## start The data

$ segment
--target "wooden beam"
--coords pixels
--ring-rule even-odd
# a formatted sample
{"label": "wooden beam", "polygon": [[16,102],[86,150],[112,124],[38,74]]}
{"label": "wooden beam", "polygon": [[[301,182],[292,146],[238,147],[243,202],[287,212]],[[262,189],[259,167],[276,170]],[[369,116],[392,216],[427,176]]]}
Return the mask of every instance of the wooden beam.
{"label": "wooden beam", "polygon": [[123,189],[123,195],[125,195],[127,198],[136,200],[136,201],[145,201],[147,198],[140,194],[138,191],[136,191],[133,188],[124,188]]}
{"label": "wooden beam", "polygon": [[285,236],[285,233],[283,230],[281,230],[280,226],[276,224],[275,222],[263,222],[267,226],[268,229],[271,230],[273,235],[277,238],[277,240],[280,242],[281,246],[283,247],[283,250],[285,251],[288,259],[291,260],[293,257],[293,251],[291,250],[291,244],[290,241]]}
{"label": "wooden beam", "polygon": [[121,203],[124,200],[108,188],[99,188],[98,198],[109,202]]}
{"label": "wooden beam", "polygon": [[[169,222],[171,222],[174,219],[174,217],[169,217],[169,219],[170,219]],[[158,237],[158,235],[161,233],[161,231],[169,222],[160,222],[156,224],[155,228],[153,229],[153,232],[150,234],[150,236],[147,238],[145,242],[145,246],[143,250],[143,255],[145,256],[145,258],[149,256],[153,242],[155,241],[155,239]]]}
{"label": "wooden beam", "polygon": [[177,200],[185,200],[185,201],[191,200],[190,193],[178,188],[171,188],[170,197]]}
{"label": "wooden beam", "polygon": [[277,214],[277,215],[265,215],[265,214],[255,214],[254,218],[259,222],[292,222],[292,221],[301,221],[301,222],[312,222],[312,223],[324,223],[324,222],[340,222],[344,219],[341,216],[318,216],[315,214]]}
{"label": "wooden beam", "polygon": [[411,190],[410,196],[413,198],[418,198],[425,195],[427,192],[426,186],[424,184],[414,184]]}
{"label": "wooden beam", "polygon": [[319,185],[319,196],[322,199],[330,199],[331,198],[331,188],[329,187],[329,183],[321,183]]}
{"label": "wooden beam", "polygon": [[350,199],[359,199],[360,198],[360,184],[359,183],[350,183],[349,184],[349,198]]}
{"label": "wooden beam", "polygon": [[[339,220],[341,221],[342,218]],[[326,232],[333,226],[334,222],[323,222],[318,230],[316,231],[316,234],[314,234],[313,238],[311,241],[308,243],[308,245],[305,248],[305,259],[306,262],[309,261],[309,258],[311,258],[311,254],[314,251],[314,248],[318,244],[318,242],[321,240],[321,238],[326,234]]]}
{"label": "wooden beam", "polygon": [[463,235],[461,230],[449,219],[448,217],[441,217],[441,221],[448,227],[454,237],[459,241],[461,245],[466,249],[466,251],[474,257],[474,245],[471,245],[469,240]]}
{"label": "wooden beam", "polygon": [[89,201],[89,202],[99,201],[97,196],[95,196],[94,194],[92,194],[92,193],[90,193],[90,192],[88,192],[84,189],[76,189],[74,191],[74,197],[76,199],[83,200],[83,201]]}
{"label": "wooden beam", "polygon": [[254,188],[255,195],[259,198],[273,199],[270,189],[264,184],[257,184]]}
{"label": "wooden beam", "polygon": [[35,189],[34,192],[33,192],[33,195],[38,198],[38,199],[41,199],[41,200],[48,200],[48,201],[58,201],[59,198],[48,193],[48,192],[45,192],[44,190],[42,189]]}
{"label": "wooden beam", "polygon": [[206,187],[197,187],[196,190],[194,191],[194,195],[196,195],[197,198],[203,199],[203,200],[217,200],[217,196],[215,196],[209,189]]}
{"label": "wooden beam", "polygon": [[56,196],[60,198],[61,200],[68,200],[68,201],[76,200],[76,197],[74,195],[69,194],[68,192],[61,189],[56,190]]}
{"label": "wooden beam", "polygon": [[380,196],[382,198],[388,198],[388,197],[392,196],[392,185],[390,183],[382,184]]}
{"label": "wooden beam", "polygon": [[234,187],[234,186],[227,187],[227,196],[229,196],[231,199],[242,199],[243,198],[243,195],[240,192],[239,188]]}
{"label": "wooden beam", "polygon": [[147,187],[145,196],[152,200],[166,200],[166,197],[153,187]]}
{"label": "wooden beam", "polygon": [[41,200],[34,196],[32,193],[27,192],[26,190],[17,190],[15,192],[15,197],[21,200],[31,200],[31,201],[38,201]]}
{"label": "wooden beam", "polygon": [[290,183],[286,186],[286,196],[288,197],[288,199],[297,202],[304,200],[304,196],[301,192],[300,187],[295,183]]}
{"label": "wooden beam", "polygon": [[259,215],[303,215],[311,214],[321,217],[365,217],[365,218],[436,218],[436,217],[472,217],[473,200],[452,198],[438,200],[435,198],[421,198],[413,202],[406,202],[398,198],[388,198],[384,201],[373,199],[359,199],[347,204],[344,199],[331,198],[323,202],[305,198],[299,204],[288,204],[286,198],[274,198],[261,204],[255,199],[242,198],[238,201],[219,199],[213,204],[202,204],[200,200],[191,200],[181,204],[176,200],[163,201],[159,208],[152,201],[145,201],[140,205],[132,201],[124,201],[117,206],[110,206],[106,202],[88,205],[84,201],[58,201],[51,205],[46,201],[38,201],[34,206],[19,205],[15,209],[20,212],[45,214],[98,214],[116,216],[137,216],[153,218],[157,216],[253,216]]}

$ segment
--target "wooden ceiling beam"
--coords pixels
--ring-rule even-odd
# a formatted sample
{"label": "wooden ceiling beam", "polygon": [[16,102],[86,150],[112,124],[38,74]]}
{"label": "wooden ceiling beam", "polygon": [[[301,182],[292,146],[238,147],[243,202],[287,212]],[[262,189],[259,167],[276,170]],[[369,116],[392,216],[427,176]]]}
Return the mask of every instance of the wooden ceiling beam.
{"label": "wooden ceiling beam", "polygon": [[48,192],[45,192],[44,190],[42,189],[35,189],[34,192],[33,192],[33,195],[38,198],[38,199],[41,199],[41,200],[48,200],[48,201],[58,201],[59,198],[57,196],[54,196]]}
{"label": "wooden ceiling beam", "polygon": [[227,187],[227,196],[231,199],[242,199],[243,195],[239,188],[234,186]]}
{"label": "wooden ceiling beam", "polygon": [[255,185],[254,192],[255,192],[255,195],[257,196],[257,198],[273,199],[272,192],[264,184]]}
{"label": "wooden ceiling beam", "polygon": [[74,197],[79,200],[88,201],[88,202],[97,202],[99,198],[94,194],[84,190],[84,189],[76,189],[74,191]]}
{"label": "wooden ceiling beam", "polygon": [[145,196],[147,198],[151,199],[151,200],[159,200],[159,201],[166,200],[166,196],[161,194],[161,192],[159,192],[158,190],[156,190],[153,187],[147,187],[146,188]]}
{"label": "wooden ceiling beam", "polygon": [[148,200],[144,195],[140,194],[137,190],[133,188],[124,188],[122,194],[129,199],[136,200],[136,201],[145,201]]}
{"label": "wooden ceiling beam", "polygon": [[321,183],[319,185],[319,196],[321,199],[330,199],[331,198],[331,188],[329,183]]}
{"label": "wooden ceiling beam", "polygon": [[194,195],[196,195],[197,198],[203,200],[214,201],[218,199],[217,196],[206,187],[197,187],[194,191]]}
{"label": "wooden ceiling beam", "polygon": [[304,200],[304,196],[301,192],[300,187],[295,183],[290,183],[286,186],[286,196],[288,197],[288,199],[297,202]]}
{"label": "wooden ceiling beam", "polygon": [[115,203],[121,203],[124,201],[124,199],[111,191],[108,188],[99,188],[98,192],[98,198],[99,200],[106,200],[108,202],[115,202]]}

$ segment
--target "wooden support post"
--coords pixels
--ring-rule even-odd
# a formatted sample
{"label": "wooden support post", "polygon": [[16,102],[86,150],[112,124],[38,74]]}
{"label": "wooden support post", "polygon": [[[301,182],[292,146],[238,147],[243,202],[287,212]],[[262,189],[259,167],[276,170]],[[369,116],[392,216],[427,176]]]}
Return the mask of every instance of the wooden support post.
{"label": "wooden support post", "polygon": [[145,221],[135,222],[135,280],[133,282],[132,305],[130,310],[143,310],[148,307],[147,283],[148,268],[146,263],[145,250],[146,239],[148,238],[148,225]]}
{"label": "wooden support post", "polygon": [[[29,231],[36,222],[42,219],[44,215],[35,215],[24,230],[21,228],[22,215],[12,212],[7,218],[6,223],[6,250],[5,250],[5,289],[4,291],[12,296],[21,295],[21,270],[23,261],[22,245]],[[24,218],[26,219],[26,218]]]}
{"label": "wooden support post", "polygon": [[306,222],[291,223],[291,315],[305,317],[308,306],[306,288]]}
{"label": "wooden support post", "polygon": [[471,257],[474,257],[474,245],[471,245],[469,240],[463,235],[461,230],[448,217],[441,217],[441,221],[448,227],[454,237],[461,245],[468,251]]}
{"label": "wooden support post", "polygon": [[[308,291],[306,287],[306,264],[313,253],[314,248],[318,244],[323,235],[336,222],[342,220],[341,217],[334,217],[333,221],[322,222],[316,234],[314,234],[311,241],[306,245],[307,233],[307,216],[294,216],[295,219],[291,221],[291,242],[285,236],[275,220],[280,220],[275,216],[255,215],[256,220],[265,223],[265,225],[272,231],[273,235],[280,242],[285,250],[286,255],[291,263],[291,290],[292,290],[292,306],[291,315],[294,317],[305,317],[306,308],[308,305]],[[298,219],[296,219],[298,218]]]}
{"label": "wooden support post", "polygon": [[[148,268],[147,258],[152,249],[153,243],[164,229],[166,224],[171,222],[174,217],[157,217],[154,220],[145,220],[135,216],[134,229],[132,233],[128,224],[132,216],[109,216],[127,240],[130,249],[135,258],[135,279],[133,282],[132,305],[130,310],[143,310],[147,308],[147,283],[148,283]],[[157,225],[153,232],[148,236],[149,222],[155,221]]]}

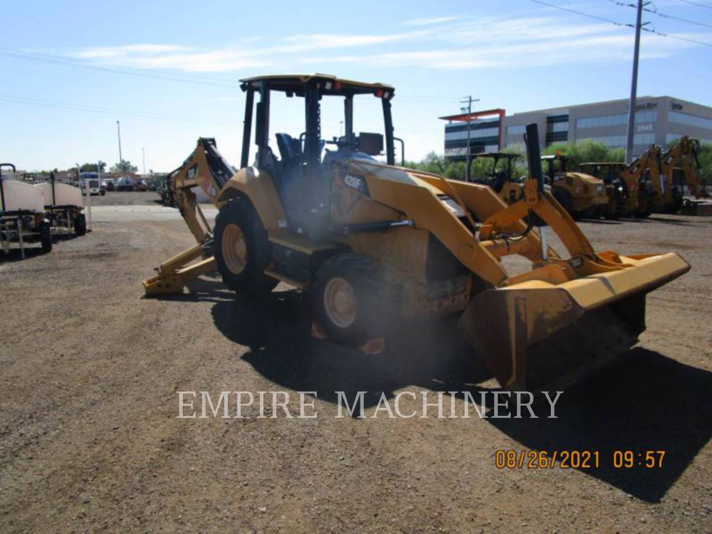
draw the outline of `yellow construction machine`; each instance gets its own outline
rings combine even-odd
[[[508,206],[488,187],[395,166],[390,85],[317,74],[251,78],[241,87],[241,168],[233,173],[214,143],[200,140],[174,173],[197,242],[144,283],[150,295],[182,291],[214,265],[228,287],[252,298],[282,281],[310,295],[317,330],[356,347],[383,336],[395,318],[464,312],[465,337],[502,386],[540,392],[634,344],[646,294],[689,269],[674,253],[596,252],[544,189],[536,125],[527,127],[523,198]],[[303,132],[271,134],[276,98],[303,106]],[[344,135],[333,140],[321,135],[329,98],[344,110]],[[369,102],[382,112],[382,133],[357,135],[355,108]],[[219,208],[214,229],[186,194],[192,185]],[[548,244],[550,230],[565,251]],[[214,256],[202,259],[209,248]],[[508,273],[508,255],[531,269]]]
[[[684,187],[696,199],[709,198],[707,184],[699,174],[700,142],[683,136],[661,157],[661,179],[656,184],[657,203],[653,211],[676,213],[685,204]],[[689,201],[688,204],[691,204]]]
[[[514,177],[514,162],[520,157],[518,154],[509,152],[483,152],[474,154],[470,159],[470,169],[467,173],[473,184],[488,185],[507,204],[514,204],[520,200],[524,193],[522,190],[523,180]],[[484,176],[472,178],[472,164],[478,159],[491,159],[492,166]]]
[[[627,167],[624,163],[617,162],[593,162],[579,165],[581,172],[603,180],[605,184],[606,195],[608,197],[608,206],[604,214],[606,219],[618,219],[626,214],[628,194],[621,172]]]
[[[574,219],[600,219],[608,214],[608,194],[603,180],[569,172],[569,158],[560,152],[541,159],[547,164],[546,180],[554,198]]]
[[[660,147],[651,145],[629,164],[617,162],[587,162],[582,163],[580,168],[604,181],[609,200],[615,206],[618,216],[650,216],[654,197],[657,194],[655,184],[661,183],[662,174]]]

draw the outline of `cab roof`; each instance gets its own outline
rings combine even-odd
[[[516,154],[515,152],[478,152],[477,154],[473,154],[471,157],[508,157],[511,159],[515,159],[518,157],[521,157],[521,154]]]
[[[586,162],[580,164],[583,165],[599,165],[600,167],[613,167],[614,165],[622,165],[626,167],[627,164],[623,162]]]
[[[354,80],[345,80],[330,74],[270,74],[264,76],[253,76],[240,80],[243,90],[247,89],[248,84],[258,84],[265,82],[269,85],[269,88],[275,91],[291,93],[299,96],[304,95],[304,85],[312,81],[323,81],[322,94],[323,95],[370,95],[390,98],[393,95],[395,88],[386,83],[367,83]],[[389,93],[386,95],[383,93]]]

## end The data

# Problem description:
Pick out every line in the items that contains the word "support", and copy each of those lines.

# Result of the task:
--target "wooden support post"
{"label": "wooden support post", "polygon": [[16,102],[86,150],[112,124],[38,74]]}
{"label": "wooden support post", "polygon": [[[301,182],[292,146],[238,147],[243,202],[287,212]],[[262,189],[259,167],[276,170]],[[369,116],[392,216],[427,176]]]}
Return the mask of every instance of the wooden support post.
{"label": "wooden support post", "polygon": [[145,221],[135,222],[135,280],[133,282],[132,305],[130,310],[143,310],[148,307],[147,283],[148,268],[146,263],[145,250],[146,239],[148,238],[148,225]]}
{"label": "wooden support post", "polygon": [[[29,231],[36,222],[42,219],[44,215],[35,215],[24,230],[21,228],[22,215],[12,212],[7,218],[6,223],[6,250],[5,250],[5,289],[4,291],[12,296],[21,295],[21,270],[23,261],[22,245]],[[24,218],[26,219],[26,218]]]}
{"label": "wooden support post", "polygon": [[306,222],[291,223],[291,315],[305,317],[308,306],[306,288]]}
{"label": "wooden support post", "polygon": [[471,257],[474,257],[474,245],[471,245],[469,240],[463,235],[461,230],[448,217],[441,217],[441,221],[448,227],[454,237],[461,245],[468,251]]}
{"label": "wooden support post", "polygon": [[[308,291],[306,287],[306,264],[313,253],[314,248],[318,244],[323,235],[336,222],[342,220],[341,217],[334,217],[333,221],[322,222],[316,234],[314,234],[311,241],[306,245],[307,233],[307,216],[294,216],[295,219],[291,221],[291,242],[285,236],[275,220],[280,220],[275,216],[255,215],[256,220],[265,223],[265,225],[272,231],[273,235],[280,242],[285,250],[286,255],[291,263],[291,290],[292,290],[292,306],[291,315],[294,317],[305,317],[306,308],[308,305]],[[298,219],[296,219],[298,218]]]}
{"label": "wooden support post", "polygon": [[[148,268],[147,258],[152,249],[153,243],[164,229],[166,224],[171,222],[174,217],[157,217],[154,220],[145,220],[135,216],[134,229],[132,233],[128,224],[132,216],[109,216],[127,240],[130,249],[135,258],[135,279],[133,282],[132,305],[130,310],[143,310],[147,308],[147,283],[148,283]],[[157,225],[153,232],[148,236],[149,222],[155,221]]]}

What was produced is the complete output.